■ DIRECTION:
Output every line below exactly.

** Start **

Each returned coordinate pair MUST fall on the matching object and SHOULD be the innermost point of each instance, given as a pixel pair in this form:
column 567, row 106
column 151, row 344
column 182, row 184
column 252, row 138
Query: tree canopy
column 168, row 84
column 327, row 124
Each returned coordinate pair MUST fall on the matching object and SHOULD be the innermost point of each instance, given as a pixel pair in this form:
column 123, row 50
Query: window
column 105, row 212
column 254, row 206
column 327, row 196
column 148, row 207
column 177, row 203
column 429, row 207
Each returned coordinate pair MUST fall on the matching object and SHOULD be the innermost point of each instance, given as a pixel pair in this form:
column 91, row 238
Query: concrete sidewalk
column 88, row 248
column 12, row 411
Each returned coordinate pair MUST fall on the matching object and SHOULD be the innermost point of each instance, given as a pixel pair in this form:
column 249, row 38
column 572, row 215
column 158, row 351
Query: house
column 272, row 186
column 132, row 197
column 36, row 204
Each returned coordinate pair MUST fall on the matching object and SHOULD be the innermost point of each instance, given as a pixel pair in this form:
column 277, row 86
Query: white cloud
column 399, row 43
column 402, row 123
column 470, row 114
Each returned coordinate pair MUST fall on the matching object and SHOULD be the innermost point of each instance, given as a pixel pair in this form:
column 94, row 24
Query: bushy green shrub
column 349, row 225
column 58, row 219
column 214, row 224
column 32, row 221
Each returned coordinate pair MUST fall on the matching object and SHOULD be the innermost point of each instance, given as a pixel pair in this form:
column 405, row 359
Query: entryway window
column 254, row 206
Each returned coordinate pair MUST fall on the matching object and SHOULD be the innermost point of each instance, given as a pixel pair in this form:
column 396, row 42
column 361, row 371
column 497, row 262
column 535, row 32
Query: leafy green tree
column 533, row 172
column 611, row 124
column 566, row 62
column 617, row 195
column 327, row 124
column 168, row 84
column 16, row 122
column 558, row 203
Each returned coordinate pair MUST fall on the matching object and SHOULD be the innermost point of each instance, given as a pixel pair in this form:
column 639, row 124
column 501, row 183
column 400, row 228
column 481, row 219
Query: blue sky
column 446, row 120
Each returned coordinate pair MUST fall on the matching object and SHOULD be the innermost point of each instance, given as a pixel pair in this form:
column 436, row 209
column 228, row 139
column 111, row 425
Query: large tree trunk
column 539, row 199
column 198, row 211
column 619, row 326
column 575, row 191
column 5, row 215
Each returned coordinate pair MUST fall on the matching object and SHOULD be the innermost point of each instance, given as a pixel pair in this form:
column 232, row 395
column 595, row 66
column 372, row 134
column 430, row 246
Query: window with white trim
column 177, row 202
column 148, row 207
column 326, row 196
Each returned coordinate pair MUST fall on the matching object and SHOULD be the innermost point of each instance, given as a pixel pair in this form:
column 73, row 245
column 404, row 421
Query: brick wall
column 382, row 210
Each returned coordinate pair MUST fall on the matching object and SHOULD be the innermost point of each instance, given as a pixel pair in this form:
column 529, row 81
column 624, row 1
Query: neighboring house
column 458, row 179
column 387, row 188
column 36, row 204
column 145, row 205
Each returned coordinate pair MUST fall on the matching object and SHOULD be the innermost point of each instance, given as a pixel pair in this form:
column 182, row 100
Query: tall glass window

** End **

■ ANSWER IN FULL:
Each returned coordinate pair MUST fall on the matching object and SHOULD be the innermost point of each instance, given as a pixel pair in this form:
column 567, row 106
column 151, row 344
column 182, row 184
column 252, row 138
Query: tree canopy
column 168, row 84
column 327, row 124
Each returned coordinate pair MUST fall on the matching object and SHOULD be the innermost point of each instance, given as a pixel pair in this form:
column 123, row 50
Query: window
column 105, row 212
column 254, row 206
column 327, row 196
column 148, row 207
column 177, row 203
column 429, row 207
Each returned coordinate pair MUST fall on the matching object and SHOULD be the innermost point of each instance, given as a pixel pair in this form:
column 91, row 238
Query: concrete sidewalk
column 88, row 248
column 12, row 411
Each returned coordinate pair MUST fall on the matching object and SHOULD be the innermost point of each instance, given as a pixel pair in this form:
column 249, row 38
column 572, row 215
column 158, row 351
Query: house
column 272, row 186
column 132, row 197
column 36, row 204
Each returned coordinate pair MUST fall on the matching object and SHOULD be the innermost point of each instance, given as a pixel pair in this form:
column 277, row 86
Query: white cloud
column 399, row 43
column 402, row 123
column 470, row 114
Each returned coordinate pair MUST fall on the matching object and SHOULD be the innermost point of each instance, given as a pixel pair in this form:
column 94, row 24
Query: bushy green shrub
column 349, row 225
column 58, row 219
column 214, row 224
column 32, row 221
Each returned coordinate pair MUST fall on the matching object and SHOULD be the innermost point of each instance, given as a pixel pair in this form:
column 405, row 359
Query: entryway window
column 254, row 206
Each returned coordinate pair MUST fall on the matching object and SHOULD be the innermost point of each instance, given as a pixel pair in this form:
column 396, row 42
column 361, row 371
column 497, row 262
column 535, row 32
Query: leafy green tree
column 533, row 172
column 611, row 124
column 566, row 62
column 617, row 195
column 327, row 124
column 168, row 84
column 16, row 122
column 558, row 203
Each returned coordinate pair MUST fall on the matching object and SHOULD be the innermost point of each instance, given as a pixel pair in this form:
column 639, row 124
column 501, row 183
column 400, row 228
column 481, row 219
Query: blue sky
column 446, row 120
Each returned coordinate pair MUST fall on the matching object and SHOULD be the innermost point of each instance, given as a pixel pair in this form:
column 436, row 209
column 228, row 139
column 111, row 425
Query: large tree trunk
column 539, row 199
column 198, row 211
column 619, row 326
column 575, row 191
column 5, row 215
Each returned coordinate pair MUST fall on the matching object and SHOULD be the innermost point of each instance, given as a pixel pair in this form:
column 232, row 395
column 595, row 66
column 372, row 134
column 430, row 246
Query: window with white trim
column 177, row 202
column 148, row 207
column 326, row 196
Each returned coordinate pair MUST fall on the matching object and SHOULD be the innermost point of each instance, given as a pixel pair in this form:
column 73, row 245
column 404, row 421
Query: brick wall
column 382, row 210
Each returned coordinate pair MUST fall on the matching object and SHOULD be the innermost point of each instance, given as a pixel pair in this form:
column 529, row 81
column 624, row 1
Query: neighboring house
column 458, row 179
column 387, row 188
column 36, row 204
column 145, row 205
Each returned coordinate pair MUST fall on the matching object and SHOULD be the innermost point of each instance, given as a pixel pair in this form:
column 182, row 100
Query: tall glass window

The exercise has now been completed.